Task brief: Repeat the data verbatim.

-- begin Supplied data --

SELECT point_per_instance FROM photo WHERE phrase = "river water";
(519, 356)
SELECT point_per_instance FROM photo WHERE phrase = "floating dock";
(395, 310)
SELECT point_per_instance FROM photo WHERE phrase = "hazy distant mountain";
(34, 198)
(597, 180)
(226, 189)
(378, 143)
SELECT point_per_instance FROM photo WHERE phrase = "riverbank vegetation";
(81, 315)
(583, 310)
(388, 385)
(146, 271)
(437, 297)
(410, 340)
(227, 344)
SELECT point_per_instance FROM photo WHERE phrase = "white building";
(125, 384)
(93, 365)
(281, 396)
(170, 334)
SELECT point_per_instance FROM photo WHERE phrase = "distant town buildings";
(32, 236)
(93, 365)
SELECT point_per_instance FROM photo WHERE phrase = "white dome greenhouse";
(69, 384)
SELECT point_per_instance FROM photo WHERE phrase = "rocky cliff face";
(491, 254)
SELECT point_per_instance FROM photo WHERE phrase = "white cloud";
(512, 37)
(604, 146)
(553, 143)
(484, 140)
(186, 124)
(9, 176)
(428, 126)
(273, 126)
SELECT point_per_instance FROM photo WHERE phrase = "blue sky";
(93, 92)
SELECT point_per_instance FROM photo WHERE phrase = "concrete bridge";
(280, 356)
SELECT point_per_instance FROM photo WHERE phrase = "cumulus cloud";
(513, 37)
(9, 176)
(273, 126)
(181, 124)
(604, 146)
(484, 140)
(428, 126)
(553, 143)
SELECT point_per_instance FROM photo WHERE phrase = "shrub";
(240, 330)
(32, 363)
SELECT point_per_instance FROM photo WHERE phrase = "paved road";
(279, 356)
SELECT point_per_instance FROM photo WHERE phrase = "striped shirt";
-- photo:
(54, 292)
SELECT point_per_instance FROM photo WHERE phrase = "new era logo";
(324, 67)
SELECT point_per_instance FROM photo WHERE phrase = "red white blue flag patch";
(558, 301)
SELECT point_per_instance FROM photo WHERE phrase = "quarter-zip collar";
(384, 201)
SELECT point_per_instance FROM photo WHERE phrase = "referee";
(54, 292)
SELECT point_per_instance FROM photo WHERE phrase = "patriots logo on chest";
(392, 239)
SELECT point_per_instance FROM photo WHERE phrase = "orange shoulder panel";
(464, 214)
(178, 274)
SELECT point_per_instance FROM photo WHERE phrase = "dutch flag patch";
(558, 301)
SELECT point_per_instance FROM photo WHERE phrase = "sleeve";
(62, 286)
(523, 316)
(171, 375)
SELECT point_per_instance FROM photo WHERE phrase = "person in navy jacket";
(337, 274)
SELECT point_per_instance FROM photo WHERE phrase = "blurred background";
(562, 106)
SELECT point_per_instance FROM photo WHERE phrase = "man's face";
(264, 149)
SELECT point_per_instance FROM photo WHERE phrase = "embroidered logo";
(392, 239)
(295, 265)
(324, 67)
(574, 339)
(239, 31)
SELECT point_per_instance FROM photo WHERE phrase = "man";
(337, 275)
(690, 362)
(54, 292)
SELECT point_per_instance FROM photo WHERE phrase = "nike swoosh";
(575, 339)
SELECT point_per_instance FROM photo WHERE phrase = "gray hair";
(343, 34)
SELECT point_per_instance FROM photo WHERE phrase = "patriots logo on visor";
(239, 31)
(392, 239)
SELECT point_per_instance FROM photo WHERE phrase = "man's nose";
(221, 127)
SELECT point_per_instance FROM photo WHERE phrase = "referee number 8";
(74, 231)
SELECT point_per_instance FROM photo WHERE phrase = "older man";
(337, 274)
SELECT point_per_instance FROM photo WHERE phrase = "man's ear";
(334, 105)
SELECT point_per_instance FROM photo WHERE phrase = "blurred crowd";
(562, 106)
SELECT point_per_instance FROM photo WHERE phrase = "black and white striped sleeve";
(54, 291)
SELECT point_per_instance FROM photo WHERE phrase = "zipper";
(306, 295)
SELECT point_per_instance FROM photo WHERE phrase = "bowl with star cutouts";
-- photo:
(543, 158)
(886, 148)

-- end Supplied data --

Correct result:
SELECT point_per_instance FROM photo WHERE phrase = "river water";
(519, 356)
SELECT point_per_instance FROM photo WHERE phrase = "floating dock";
(395, 310)
SELECT point_per_instance FROM photo WHERE phrase = "hazy distant mountain";
(34, 198)
(597, 180)
(226, 189)
(378, 143)
SELECT point_per_instance FROM photo WHERE phrase = "riverbank vegetation";
(81, 315)
(583, 310)
(388, 385)
(146, 271)
(437, 297)
(410, 340)
(227, 344)
SELECT point_per_instance FROM photo WHERE phrase = "white building";
(125, 384)
(93, 365)
(281, 396)
(170, 334)
SELECT point_per_instance FROM photo WHERE phrase = "distant town buildings";
(32, 236)
(93, 365)
SELECT point_per_instance FROM photo WHERE phrase = "white dome greenhouse";
(69, 384)
SELECT point_per_instance FROM photo WHERE phrase = "rocky cliff face";
(491, 254)
SELECT point_per_instance FROM photo WHERE phrase = "white cloud";
(512, 37)
(604, 146)
(553, 143)
(484, 140)
(186, 124)
(9, 176)
(428, 126)
(273, 126)
SELECT point_per_instance FROM photo WHERE phrase = "blue sky";
(93, 92)
SELECT point_per_instance FROM photo WHERE phrase = "concrete bridge";
(280, 356)
SELECT point_per_instance FROM photo WHERE phrase = "cumulus cloud";
(513, 37)
(9, 176)
(273, 126)
(181, 124)
(604, 146)
(484, 140)
(428, 126)
(553, 143)
SELECT point_per_instance FROM photo WHERE phrase = "shrub";
(240, 330)
(32, 363)
SELECT point_per_instance FROM photo WHERE phrase = "paved road";
(279, 356)
SELECT point_per_instance FROM photo WHERE phrase = "striped shirt";
-- photo:
(54, 292)
SELECT point_per_instance FROM photo WHERE phrase = "new era logo";
(324, 67)
SELECT point_per_instance FROM photo WHERE phrase = "red white blue flag patch";
(558, 301)
SELECT point_per_instance FROM photo WHERE phrase = "quarter-zip collar";
(384, 201)
SELECT point_per_instance FROM photo WHERE phrase = "referee";
(54, 292)
SELECT point_per_instance FROM photo WHERE phrase = "patriots logo on chest";
(392, 239)
SELECT point_per_instance FROM photo WHERE phrase = "orange shoulder panel";
(464, 214)
(178, 274)
SELECT point_per_instance FROM photo WHERE phrase = "dutch flag patch";
(558, 301)
SELECT point_per_instance FROM photo WHERE phrase = "sleeve";
(62, 286)
(523, 316)
(171, 375)
SELECT point_per_instance FROM photo WHERE phrase = "person in navy jacket";
(337, 274)
SELECT point_per_instance FROM photo WHERE phrase = "blurred background";
(562, 106)
SELECT point_per_instance FROM photo WHERE phrase = "man's face";
(264, 149)
SELECT point_per_instance FROM photo WHERE phrase = "embroidered logo";
(392, 239)
(295, 265)
(324, 67)
(574, 339)
(239, 31)
SELECT point_per_instance FROM photo WHERE phrase = "man";
(337, 275)
(690, 362)
(54, 292)
SELECT point_per_instance FROM photo WHERE phrase = "nike swoosh";
(575, 339)
SELECT point_per_instance FROM photo WHERE phrase = "gray hair";
(343, 34)
SELECT point_per_instance FROM photo WHERE phrase = "patriots logo on visor";
(239, 31)
(392, 239)
SELECT point_per_instance FROM photo WHERE phrase = "man's nose";
(221, 127)
SELECT point_per_instance FROM photo WHERE phrase = "referee number 8";
(74, 231)
SELECT point_per_instance FROM photo WHERE phrase = "older man";
(337, 274)
SELECT point_per_instance FROM photo WHERE phrase = "man's ear";
(334, 105)
SELECT point_per_instance FROM photo WHERE phrase = "blurred crowd";
(562, 106)
SELECT point_per_instance FROM photo WHERE phrase = "black and white striped sleeve";
(54, 291)
SELECT point_per_instance FROM photo WHERE phrase = "zipper";
(306, 295)
SELECT point_per_instance FROM photo WHERE phrase = "bowl with star cutouts";
-- photo:
(543, 158)
(886, 148)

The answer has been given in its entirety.